*Required action:*
From the opening paragraph of the article on health insurance excess below, list each statement that describes the excess or how it works.

An excess is the fixed cash amount you pay towards a claim. The higher the excess, the lower we can set your premium. You must choose one when you first apply for your health plan. You pay the excess for each medical condition, per period of cover. In this article we cover everything you need to know about excess and how it applies to your international health insurance cover.

What is an excess?

Your excess is the amount you pay towards your medical bills before your health insurance plan kicks in. (Expats from North America might be more familiar with the term ‘deductible’. Excesses are slightly different from deductibles, but they exist for similar reasons.)

Let’s say your health plan has a US$500 excess. You pay your insurance premium as usual, and you go about your life safe in the knowledge that you have cover for private healthcare. When you visit a hospital or doctor and you incur a charge for consultation or procedure, you’ll pay the first US$500 of your bills. After that first US$500, your health plan will pick up the tab for your eligible medical treatment.

*Information provided:*
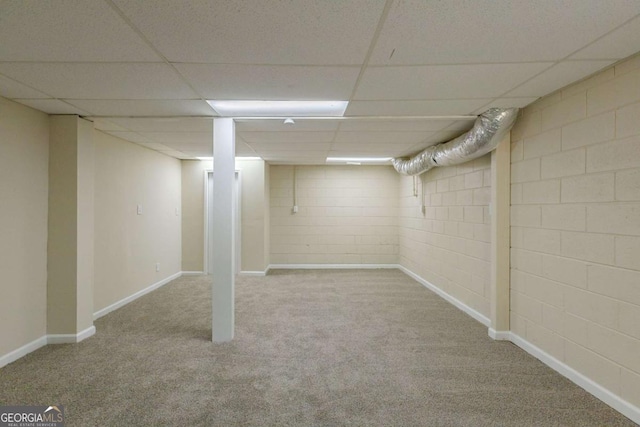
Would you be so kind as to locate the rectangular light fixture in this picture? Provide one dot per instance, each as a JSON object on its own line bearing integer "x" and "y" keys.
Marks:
{"x": 359, "y": 160}
{"x": 208, "y": 159}
{"x": 242, "y": 108}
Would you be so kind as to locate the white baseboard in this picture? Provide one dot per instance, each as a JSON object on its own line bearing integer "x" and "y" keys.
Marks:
{"x": 499, "y": 335}
{"x": 254, "y": 273}
{"x": 616, "y": 402}
{"x": 98, "y": 314}
{"x": 330, "y": 266}
{"x": 192, "y": 273}
{"x": 71, "y": 338}
{"x": 462, "y": 306}
{"x": 44, "y": 340}
{"x": 23, "y": 351}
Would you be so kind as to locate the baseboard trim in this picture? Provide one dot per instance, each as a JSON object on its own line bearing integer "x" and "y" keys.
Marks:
{"x": 98, "y": 314}
{"x": 616, "y": 402}
{"x": 192, "y": 273}
{"x": 16, "y": 354}
{"x": 456, "y": 302}
{"x": 71, "y": 338}
{"x": 499, "y": 335}
{"x": 330, "y": 266}
{"x": 254, "y": 273}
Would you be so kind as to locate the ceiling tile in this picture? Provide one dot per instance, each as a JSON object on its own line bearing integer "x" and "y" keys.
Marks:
{"x": 415, "y": 108}
{"x": 290, "y": 146}
{"x": 308, "y": 31}
{"x": 485, "y": 31}
{"x": 12, "y": 89}
{"x": 37, "y": 30}
{"x": 369, "y": 137}
{"x": 165, "y": 124}
{"x": 131, "y": 136}
{"x": 271, "y": 154}
{"x": 179, "y": 137}
{"x": 116, "y": 107}
{"x": 52, "y": 106}
{"x": 444, "y": 82}
{"x": 387, "y": 125}
{"x": 372, "y": 147}
{"x": 106, "y": 125}
{"x": 557, "y": 77}
{"x": 101, "y": 81}
{"x": 252, "y": 137}
{"x": 618, "y": 44}
{"x": 516, "y": 102}
{"x": 279, "y": 126}
{"x": 270, "y": 82}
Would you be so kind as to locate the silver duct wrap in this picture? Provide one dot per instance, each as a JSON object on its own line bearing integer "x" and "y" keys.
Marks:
{"x": 488, "y": 130}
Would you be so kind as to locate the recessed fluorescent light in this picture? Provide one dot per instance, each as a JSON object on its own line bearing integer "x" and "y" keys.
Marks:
{"x": 242, "y": 108}
{"x": 358, "y": 160}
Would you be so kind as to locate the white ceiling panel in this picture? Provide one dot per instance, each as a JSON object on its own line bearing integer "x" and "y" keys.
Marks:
{"x": 144, "y": 107}
{"x": 179, "y": 137}
{"x": 287, "y": 136}
{"x": 270, "y": 82}
{"x": 10, "y": 88}
{"x": 133, "y": 137}
{"x": 516, "y": 102}
{"x": 257, "y": 31}
{"x": 48, "y": 30}
{"x": 279, "y": 126}
{"x": 415, "y": 108}
{"x": 368, "y": 137}
{"x": 101, "y": 81}
{"x": 617, "y": 45}
{"x": 398, "y": 125}
{"x": 106, "y": 125}
{"x": 52, "y": 106}
{"x": 287, "y": 154}
{"x": 377, "y": 149}
{"x": 444, "y": 82}
{"x": 165, "y": 124}
{"x": 292, "y": 146}
{"x": 558, "y": 76}
{"x": 489, "y": 31}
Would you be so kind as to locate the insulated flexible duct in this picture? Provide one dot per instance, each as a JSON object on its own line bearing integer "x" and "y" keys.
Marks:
{"x": 487, "y": 131}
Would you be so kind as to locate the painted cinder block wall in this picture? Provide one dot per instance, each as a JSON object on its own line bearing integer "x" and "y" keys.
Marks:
{"x": 346, "y": 215}
{"x": 575, "y": 227}
{"x": 449, "y": 244}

*Result of this task:*
- An excess is the fixed cash amount you pay towards a claim.
- The higher the excess, the lower the premium can be set.
- You must choose an excess when you first apply for your health plan.
- You pay the excess for each medical condition, per period of cover.